Dataset entries

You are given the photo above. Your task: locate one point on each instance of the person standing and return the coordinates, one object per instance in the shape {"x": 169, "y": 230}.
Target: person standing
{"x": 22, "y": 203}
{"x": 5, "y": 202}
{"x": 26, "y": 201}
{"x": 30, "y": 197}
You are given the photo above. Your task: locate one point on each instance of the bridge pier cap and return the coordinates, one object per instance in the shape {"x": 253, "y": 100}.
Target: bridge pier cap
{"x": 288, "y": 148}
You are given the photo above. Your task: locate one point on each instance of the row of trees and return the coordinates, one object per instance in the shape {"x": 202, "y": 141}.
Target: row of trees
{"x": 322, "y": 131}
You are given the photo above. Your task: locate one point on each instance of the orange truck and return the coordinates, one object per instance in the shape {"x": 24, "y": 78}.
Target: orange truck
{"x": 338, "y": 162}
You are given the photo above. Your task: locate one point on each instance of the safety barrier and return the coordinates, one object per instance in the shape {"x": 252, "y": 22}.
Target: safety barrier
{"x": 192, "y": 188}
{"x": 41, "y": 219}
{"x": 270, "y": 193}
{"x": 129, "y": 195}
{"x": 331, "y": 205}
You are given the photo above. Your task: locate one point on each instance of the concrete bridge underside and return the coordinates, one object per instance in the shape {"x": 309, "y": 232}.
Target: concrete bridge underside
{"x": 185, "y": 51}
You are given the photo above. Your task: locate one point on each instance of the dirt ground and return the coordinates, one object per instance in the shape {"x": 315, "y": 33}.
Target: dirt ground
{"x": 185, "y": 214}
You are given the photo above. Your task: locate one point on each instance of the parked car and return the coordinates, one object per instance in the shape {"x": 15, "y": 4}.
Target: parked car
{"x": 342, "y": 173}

INSTRUCTIONS FOR THE TASK: Could you retype exactly the lines from the one containing "of the parked" through the final line of the data above, and no others?

REPLY TO THE TASK:
You are given the photo above. Your task: locate one point on each instance of the parked car and return the coordinates, one object per instance in the shape {"x": 15, "y": 4}.
Target: parked car
{"x": 342, "y": 173}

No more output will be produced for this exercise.